--- start Provided records ---

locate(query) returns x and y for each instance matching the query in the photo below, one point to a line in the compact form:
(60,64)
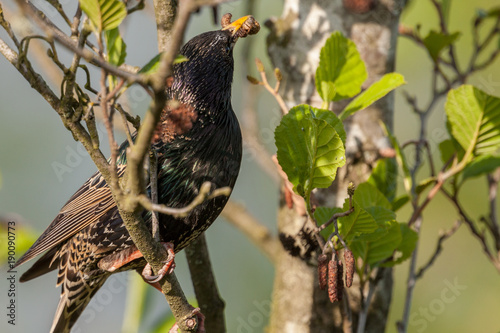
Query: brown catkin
(333,280)
(322,271)
(340,280)
(349,268)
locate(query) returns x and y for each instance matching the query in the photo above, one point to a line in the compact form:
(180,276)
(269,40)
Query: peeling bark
(294,43)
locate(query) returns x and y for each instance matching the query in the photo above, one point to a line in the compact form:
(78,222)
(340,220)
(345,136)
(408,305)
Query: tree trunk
(294,44)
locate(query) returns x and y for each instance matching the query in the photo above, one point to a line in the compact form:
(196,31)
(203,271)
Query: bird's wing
(86,206)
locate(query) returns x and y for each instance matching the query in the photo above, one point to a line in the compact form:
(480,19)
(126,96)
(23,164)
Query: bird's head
(205,79)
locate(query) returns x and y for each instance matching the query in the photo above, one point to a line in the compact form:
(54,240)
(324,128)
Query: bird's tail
(75,295)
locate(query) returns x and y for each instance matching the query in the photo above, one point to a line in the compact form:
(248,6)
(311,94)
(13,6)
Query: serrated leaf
(309,149)
(400,158)
(369,196)
(435,42)
(341,71)
(323,215)
(474,120)
(373,252)
(373,93)
(356,223)
(405,248)
(370,207)
(400,202)
(425,183)
(384,177)
(481,165)
(447,149)
(445,9)
(333,120)
(116,47)
(104,14)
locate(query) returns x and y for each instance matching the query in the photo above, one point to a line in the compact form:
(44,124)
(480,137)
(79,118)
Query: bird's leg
(201,322)
(167,268)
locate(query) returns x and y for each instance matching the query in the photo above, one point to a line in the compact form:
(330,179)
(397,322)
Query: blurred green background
(41,166)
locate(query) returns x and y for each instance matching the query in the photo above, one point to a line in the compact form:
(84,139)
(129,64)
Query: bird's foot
(167,268)
(201,322)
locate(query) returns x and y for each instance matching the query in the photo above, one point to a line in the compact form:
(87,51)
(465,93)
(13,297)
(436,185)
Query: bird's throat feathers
(204,80)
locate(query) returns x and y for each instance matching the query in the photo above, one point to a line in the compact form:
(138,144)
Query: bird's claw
(167,268)
(201,322)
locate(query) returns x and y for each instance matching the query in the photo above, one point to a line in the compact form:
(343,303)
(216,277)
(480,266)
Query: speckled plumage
(197,140)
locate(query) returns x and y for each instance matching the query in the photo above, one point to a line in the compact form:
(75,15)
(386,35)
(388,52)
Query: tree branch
(260,235)
(205,286)
(444,235)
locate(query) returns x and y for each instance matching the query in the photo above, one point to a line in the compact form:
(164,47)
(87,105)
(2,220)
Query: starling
(197,140)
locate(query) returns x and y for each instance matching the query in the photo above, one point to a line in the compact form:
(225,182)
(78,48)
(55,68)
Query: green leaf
(323,215)
(445,8)
(104,14)
(153,64)
(425,183)
(309,149)
(356,223)
(400,158)
(334,121)
(373,252)
(474,120)
(400,202)
(447,150)
(116,47)
(384,177)
(435,42)
(368,196)
(370,207)
(376,91)
(409,239)
(341,71)
(481,165)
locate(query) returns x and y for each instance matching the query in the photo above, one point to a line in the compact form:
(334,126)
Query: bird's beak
(236,25)
(242,27)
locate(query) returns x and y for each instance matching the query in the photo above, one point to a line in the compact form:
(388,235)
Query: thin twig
(53,31)
(260,235)
(439,247)
(273,91)
(205,287)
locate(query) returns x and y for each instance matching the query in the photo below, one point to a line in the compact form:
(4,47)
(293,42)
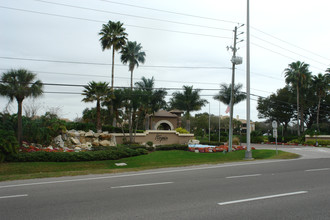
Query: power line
(108,64)
(134,16)
(290,43)
(288,50)
(85,19)
(170,12)
(282,55)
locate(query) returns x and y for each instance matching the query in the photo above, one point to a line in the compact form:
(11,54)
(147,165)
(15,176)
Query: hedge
(172,147)
(113,154)
(320,142)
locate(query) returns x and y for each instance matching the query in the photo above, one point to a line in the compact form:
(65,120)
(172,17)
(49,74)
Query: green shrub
(172,147)
(215,143)
(113,154)
(182,130)
(8,144)
(320,142)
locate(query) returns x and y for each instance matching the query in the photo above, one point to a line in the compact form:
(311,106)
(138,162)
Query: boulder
(105,143)
(90,133)
(75,141)
(96,142)
(59,141)
(105,136)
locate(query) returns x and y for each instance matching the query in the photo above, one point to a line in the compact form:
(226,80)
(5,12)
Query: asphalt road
(271,189)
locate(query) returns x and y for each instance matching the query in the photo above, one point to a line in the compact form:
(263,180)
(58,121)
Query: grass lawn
(158,159)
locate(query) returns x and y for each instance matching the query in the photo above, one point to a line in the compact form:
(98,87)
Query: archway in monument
(164,125)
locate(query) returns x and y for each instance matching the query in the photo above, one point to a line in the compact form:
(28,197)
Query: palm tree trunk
(318,114)
(19,122)
(298,111)
(112,118)
(113,68)
(98,116)
(132,80)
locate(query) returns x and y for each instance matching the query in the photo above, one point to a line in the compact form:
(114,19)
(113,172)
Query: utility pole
(248,152)
(235,61)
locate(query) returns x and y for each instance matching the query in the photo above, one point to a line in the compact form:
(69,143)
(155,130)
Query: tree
(133,55)
(152,100)
(96,91)
(225,91)
(278,107)
(20,84)
(189,100)
(321,85)
(297,75)
(113,36)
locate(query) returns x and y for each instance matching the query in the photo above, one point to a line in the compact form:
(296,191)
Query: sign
(275,133)
(274,124)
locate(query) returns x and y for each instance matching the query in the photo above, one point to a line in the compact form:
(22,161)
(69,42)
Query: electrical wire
(134,16)
(169,12)
(85,19)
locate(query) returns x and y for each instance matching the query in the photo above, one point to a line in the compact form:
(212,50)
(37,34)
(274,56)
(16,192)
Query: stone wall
(81,140)
(84,140)
(158,137)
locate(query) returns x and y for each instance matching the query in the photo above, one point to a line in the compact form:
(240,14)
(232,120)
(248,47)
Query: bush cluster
(320,142)
(172,147)
(215,143)
(8,144)
(112,154)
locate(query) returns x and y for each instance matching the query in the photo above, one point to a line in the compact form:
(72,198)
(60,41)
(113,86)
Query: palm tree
(113,35)
(20,84)
(132,54)
(152,100)
(225,91)
(321,84)
(296,75)
(96,91)
(189,100)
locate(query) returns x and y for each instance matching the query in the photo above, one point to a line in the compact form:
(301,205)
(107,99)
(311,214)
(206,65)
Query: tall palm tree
(113,35)
(152,100)
(225,91)
(96,91)
(189,100)
(296,75)
(20,84)
(133,55)
(321,85)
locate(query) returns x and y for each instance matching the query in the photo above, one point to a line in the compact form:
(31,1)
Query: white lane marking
(262,197)
(251,175)
(13,196)
(138,185)
(321,169)
(147,173)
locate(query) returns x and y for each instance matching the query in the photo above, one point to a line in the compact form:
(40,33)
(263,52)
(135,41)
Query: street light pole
(230,141)
(248,153)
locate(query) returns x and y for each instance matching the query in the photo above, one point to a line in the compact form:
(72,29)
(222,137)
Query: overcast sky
(184,41)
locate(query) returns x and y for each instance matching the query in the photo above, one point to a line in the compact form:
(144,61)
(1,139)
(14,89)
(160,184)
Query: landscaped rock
(96,142)
(75,141)
(105,136)
(59,141)
(105,143)
(90,133)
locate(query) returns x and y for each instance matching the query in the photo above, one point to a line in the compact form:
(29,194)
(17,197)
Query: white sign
(274,124)
(275,133)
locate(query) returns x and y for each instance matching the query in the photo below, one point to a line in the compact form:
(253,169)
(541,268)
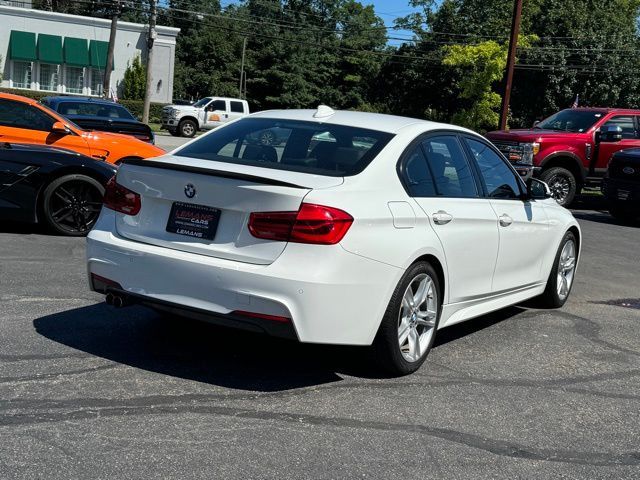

--- end Provided records ---

■ The request:
Pull out every line of the material above that contains the word "green", copying each one unchanged.

■ Solution to this problem:
Query: blurred green background
Query: green leaf
Query: green shrub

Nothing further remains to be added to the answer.